[begin Records shown]

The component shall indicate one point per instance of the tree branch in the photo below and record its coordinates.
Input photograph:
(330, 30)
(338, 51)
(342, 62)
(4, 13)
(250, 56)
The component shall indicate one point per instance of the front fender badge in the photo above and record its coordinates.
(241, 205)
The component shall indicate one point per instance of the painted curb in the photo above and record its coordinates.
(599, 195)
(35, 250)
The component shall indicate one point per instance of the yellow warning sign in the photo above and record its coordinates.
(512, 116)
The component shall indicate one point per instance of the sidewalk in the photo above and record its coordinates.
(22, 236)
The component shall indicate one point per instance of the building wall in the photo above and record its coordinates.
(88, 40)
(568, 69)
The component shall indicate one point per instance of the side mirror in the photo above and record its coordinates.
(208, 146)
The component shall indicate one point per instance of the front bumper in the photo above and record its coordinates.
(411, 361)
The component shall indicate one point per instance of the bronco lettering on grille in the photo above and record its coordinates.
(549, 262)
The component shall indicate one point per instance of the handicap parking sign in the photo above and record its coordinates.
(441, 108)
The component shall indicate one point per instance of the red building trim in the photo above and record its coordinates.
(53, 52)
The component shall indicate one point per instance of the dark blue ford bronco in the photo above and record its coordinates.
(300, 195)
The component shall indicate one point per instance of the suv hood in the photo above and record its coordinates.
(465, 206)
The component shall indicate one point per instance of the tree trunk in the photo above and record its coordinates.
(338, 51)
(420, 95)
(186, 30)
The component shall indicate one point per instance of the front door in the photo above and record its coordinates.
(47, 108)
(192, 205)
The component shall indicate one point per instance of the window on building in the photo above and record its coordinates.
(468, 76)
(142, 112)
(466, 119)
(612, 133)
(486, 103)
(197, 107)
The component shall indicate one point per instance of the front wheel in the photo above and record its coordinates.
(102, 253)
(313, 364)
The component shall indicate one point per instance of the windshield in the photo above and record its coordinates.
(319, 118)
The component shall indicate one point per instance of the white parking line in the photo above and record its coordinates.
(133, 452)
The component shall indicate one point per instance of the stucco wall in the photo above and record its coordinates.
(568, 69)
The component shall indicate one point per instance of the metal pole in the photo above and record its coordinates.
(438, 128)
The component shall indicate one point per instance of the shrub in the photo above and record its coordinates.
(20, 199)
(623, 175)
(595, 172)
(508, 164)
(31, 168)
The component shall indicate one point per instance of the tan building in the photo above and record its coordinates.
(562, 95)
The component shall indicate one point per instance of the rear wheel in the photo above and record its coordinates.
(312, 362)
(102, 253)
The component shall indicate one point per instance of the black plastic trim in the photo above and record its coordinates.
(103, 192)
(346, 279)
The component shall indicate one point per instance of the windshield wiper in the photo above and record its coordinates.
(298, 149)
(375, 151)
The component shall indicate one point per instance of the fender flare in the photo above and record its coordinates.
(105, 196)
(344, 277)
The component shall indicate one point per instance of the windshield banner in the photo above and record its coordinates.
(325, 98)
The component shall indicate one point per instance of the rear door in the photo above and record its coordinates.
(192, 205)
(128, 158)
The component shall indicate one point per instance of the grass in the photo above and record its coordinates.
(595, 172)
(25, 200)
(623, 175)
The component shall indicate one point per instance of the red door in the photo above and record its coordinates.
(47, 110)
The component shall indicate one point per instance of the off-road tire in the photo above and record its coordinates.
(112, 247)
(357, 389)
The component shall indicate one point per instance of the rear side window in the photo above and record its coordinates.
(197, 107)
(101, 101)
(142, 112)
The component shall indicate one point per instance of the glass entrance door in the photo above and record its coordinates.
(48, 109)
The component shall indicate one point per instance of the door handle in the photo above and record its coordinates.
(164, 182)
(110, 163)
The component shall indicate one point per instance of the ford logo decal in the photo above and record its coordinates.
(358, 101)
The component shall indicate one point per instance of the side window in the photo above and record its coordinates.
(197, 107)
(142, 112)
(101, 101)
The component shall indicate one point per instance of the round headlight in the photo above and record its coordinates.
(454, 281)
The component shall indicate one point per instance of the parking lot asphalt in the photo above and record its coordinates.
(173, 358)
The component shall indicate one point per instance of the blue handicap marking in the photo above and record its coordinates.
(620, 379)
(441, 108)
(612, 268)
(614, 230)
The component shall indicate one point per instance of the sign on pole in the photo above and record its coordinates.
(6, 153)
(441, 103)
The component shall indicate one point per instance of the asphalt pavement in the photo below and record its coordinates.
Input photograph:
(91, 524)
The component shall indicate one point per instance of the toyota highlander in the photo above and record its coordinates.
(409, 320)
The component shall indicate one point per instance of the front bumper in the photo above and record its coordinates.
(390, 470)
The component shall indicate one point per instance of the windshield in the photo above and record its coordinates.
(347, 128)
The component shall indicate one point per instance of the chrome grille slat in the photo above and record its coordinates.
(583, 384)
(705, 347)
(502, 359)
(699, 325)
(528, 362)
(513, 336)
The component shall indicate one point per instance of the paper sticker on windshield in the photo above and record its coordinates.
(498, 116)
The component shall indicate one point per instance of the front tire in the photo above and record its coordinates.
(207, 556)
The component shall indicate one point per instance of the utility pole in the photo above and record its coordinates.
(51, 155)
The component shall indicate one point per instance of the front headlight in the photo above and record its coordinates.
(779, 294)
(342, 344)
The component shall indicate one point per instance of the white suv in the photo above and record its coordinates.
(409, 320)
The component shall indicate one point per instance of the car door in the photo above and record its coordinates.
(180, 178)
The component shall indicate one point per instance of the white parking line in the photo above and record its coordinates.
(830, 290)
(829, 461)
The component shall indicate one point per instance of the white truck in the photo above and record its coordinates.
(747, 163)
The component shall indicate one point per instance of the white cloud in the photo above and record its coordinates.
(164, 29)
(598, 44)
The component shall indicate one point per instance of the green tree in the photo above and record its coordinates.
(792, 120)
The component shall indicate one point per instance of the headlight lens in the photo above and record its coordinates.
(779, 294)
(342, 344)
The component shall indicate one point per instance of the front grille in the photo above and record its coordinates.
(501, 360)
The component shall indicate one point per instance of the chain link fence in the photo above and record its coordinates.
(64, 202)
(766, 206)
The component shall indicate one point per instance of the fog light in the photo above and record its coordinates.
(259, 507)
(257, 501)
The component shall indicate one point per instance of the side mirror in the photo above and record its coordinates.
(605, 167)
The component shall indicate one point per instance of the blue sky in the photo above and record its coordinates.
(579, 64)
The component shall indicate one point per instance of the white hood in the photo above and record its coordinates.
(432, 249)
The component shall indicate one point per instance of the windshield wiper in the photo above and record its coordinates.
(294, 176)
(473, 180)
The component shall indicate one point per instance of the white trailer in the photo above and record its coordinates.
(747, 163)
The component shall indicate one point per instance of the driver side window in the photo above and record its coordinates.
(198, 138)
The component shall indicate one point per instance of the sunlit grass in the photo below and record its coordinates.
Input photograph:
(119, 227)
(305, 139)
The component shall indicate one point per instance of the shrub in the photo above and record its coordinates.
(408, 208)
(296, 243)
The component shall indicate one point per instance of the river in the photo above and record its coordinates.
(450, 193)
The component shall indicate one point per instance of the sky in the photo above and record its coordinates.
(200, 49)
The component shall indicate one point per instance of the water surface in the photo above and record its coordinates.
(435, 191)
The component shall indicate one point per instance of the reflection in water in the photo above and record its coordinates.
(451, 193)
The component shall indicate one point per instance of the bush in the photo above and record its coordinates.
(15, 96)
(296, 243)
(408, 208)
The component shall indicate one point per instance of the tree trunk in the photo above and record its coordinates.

[end Records shown]

Set task:
In the entries above, find the line containing "the white trailer". Set down that line and every line after it through the last one, exactly and alone.

Finished task:
The component shall indicate one point per instance of the white trailer in the photo above and record its coordinates.
(747, 163)
The component shall indicate one point per instance of the driver side window in the photo above and record its coordinates.
(198, 138)
The component shall indicate one point per instance of the sunlit grass in the photo below and record its coordinates.
Input photograph:
(119, 227)
(305, 139)
The component shall indicate one point per instance of the shrub in the photo above and record its coordinates.
(408, 208)
(296, 243)
The component shall indicate one point per instance of the river in the photo above and record its coordinates.
(450, 193)
The component shall indicate one point per instance of the sky in the photo above and record its coordinates.
(200, 49)
The component shall indicate one point per instance of the water surface in the photo above and record its coordinates.
(435, 191)
The component shall indicate one point per instance of the reflection in water in the photo above and record its coordinates.
(451, 193)
The component shall indicate one point per instance of the bush in the photo above and record its coordinates.
(15, 96)
(296, 243)
(408, 208)
The component shall indicate one point per instance of the tree trunk in the photo above and record its coordinates.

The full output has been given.